At age sixteen, Brigham learned carpentry, joining, painting, and glazing. The family was poor. His sisters made him “Jo Johnson” caps to ease the New York winter. He had to work year round, ill clad, with “insufficient food until my stomach would ache.”

Throughout his life Brigham Young was conscious of the fact that he had little formal education—only eleven days. “When I meet ladies and gentlemen of high rank, they must not expect from me the same formal ceremony and etiquette that are observed among the great in the courts of kings. In my youthful days, instead of going to school, I had to chop logs, to sow and plant, to plow in the midst of roots barefooted, and if I had on a pair of pants that would cover me I did pretty well.”

Despite his lack of formal education, he was the leading spirit in endowing three institutions of higher learning in Utah—Brigham Young College (Logan, Utah), the University of Deseret (now University of Utah in Salt Lake City), and Brigham Young Academy (now Brigham Young University in Provo). His educational philosophy was summed up in a prize-winning definition submitted posthumously for him to the San Francisco World’s [p.404]Fair: “Education is the power to think clearly, to act well in the world’s work, and to appreciate life.”

Marriages
He married Miriam Works in 1824. She died in 1832, and he married Mary Ann Angel in 1834.

Brigham Young described himself as a “great lover of women. In what particular? I love to see them happy, to see them well fed and well clothed, and I love to see them cheerful. I love to see their faces and talk with them, when they talk in righteousness; but as for anything more, I do not care. There are probably but few men in the world who care about the private society of women less than I do.”

He married at least fifty-five plural wives, including Zina D. Huntington, Eliza R. Snow, Amelia Folsom, Ann Eliza Webb, and seven widows of Joseph Smith. Several wives left him and six obtained formal divorces.

He fathered thirty-one daughters and twenty-five sons, including sons who married daughters of apostles Jedediah M. Grant, Parley P. Pratt, Erastus Snow, and Lorenzo Snow. Susa Young Gates was perhaps his most prominent daughter.

President Young ordained three of his sons apostles when the youngest was only eleven years old. Appointing them his counselors, he became the only president of the Church to have sons serving with him in the First Presidency. Brigham Jr. was the only son to become a member of the Quorum of the Twelve. John W. was publicly sustained as a member of the First Presidency in 1876, but Joseph A. remained apostle without portfolio.

Convert
Brigham Young, Courtesy Utah State Historical Society1830. A Methodist since 1822, Brigham Young read the Book of Mormon left in Mendon, New York, by Joseph Smith’s brother Samuel. Two years later, on April 14, 1832, he was baptized, confirmed, and ordained an elder by Eleazer Miller.

[p.405]1832. Served a mission to Canada with his brother Joseph.

1834. Marched in Zion’s Camp.

[p.405 photo does not have a caption]

Apostle
1835. February 14: Called to the original Quorum of the Twelve by the Three Witnesses.

Stored items from a collection
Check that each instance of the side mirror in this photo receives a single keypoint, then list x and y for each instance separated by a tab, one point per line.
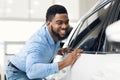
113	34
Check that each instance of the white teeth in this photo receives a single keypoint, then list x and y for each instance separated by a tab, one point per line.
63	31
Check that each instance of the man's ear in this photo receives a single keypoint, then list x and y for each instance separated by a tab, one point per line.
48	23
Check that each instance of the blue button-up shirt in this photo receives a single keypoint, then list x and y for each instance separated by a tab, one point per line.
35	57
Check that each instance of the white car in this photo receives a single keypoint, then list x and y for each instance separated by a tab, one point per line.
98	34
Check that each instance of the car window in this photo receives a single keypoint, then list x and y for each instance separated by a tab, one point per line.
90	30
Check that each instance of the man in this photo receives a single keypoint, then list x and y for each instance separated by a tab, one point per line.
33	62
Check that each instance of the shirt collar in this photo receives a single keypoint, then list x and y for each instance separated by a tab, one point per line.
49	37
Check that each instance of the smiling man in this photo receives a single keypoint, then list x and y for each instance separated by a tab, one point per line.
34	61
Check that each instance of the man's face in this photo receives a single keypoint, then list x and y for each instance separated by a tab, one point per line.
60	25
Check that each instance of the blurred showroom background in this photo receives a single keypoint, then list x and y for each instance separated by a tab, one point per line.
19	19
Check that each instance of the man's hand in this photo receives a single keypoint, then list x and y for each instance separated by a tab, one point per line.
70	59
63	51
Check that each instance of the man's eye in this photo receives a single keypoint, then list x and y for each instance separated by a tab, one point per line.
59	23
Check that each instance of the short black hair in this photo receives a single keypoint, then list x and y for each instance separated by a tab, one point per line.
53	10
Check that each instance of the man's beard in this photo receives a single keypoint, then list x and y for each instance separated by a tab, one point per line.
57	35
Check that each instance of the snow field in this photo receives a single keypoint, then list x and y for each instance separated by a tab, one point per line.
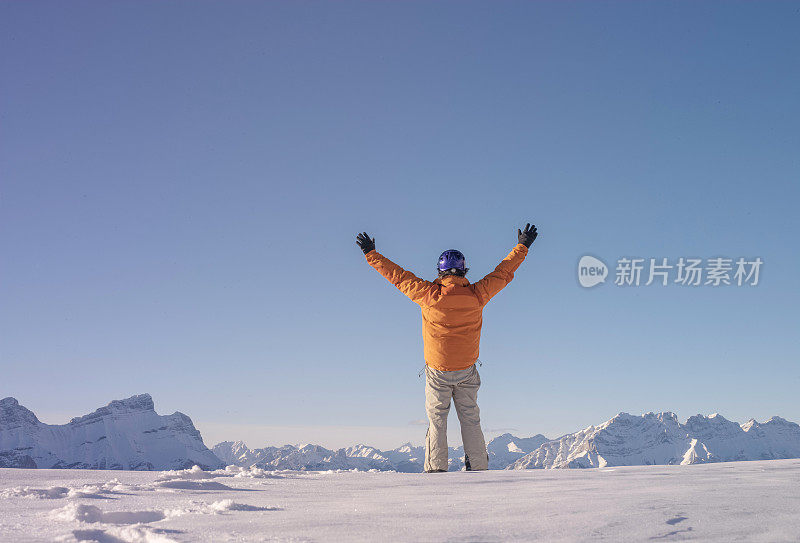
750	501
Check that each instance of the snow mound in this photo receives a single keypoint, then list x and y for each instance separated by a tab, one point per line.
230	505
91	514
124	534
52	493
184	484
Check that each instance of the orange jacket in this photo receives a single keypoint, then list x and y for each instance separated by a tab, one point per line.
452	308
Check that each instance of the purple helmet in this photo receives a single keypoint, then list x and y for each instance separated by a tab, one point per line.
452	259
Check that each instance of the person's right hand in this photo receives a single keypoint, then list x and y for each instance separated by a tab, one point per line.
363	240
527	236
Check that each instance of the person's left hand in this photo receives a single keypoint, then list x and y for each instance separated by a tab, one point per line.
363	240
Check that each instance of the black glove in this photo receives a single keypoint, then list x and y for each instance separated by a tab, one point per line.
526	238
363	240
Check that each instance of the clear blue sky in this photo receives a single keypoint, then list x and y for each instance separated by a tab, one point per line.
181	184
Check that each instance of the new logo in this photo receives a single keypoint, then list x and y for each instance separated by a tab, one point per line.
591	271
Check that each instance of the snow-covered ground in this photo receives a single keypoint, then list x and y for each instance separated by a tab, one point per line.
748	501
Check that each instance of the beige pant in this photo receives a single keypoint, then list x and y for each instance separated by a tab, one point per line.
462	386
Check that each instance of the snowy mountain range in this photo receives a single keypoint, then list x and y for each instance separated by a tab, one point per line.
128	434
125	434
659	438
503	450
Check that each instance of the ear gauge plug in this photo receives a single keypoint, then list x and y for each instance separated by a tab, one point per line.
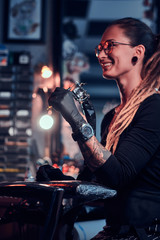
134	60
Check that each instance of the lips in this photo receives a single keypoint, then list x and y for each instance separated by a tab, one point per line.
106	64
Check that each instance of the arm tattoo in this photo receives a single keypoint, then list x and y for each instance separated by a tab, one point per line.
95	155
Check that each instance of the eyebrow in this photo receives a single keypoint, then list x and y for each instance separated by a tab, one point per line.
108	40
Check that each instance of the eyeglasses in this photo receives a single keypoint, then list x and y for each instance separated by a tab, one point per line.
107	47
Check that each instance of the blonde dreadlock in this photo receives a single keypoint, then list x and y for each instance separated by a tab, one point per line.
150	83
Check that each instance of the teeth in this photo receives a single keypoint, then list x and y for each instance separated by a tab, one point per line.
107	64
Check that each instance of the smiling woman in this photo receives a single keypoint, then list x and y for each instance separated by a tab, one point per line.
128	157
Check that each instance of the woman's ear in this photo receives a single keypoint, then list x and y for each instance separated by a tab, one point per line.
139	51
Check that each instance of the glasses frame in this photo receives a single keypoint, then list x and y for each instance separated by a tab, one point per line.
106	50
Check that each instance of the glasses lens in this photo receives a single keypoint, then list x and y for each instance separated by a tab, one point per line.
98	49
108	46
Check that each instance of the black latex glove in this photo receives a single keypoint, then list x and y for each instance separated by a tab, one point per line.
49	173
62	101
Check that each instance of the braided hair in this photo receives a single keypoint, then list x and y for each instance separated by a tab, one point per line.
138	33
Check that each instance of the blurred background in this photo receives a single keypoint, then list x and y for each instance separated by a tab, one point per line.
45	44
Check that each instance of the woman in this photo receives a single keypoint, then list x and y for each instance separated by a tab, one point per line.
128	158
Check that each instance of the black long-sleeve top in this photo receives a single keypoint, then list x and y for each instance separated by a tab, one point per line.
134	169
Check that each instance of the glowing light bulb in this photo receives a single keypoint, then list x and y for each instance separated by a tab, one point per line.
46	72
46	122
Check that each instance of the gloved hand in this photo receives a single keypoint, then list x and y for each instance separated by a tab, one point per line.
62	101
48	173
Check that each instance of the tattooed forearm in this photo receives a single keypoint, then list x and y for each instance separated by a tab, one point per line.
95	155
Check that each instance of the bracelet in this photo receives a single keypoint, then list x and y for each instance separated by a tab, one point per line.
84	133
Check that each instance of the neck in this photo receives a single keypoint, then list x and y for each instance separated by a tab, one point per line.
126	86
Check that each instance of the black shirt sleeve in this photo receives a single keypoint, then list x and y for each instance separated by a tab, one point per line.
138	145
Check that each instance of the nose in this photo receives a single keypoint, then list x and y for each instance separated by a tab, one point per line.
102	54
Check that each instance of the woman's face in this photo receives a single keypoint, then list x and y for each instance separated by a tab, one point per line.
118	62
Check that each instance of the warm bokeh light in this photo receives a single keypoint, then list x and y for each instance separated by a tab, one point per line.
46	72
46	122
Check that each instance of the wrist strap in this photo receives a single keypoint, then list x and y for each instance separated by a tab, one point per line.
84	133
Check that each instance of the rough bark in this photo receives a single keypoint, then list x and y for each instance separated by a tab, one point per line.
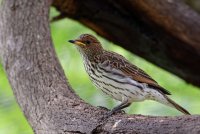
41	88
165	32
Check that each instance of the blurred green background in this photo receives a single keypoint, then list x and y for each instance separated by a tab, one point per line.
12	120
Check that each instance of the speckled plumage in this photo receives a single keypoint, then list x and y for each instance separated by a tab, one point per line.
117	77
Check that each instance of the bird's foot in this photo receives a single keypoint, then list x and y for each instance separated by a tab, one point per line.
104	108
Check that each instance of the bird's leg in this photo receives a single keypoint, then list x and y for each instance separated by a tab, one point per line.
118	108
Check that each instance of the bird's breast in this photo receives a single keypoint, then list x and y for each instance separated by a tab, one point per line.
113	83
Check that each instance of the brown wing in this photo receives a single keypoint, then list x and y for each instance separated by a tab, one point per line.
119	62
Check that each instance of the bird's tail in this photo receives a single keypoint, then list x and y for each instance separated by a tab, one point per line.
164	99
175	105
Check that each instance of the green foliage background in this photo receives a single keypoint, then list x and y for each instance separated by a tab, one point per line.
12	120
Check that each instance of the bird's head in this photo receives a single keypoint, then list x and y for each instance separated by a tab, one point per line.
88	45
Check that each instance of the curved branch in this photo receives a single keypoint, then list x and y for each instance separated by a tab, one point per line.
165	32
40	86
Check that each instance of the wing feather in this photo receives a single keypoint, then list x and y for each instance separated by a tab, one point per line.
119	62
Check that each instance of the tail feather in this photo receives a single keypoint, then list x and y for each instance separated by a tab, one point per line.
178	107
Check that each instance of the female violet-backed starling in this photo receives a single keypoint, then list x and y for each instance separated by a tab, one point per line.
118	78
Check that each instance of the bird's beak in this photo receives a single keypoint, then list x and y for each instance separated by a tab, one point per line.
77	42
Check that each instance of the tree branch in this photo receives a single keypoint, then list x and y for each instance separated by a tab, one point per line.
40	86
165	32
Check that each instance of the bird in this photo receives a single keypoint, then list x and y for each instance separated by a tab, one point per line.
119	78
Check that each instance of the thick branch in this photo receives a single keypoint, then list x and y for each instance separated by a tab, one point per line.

▶ [Set tasks]:
1) According to the Brigham Young text, how many days of formal education did Brigham Young have?
2) Extract the part of the Brigham Young text from "1834. Marched in" up to and including "the Three Witnesses.".
3) Translate this sentence from the Brigham Young text into Spanish: "He married Miriam Works in 1824."
This material has no connection to the Brigham Young text.

▶ [Task results]:
1) Eleven days.

2)
1834. Marched in Zion’s Camp.

[p.405 photo does not have a caption]

Apostle
1835. February 14: Called to the original Quorum of the Twelve by the Three Witnesses.

3) Se casó con Miriam Works en 1824.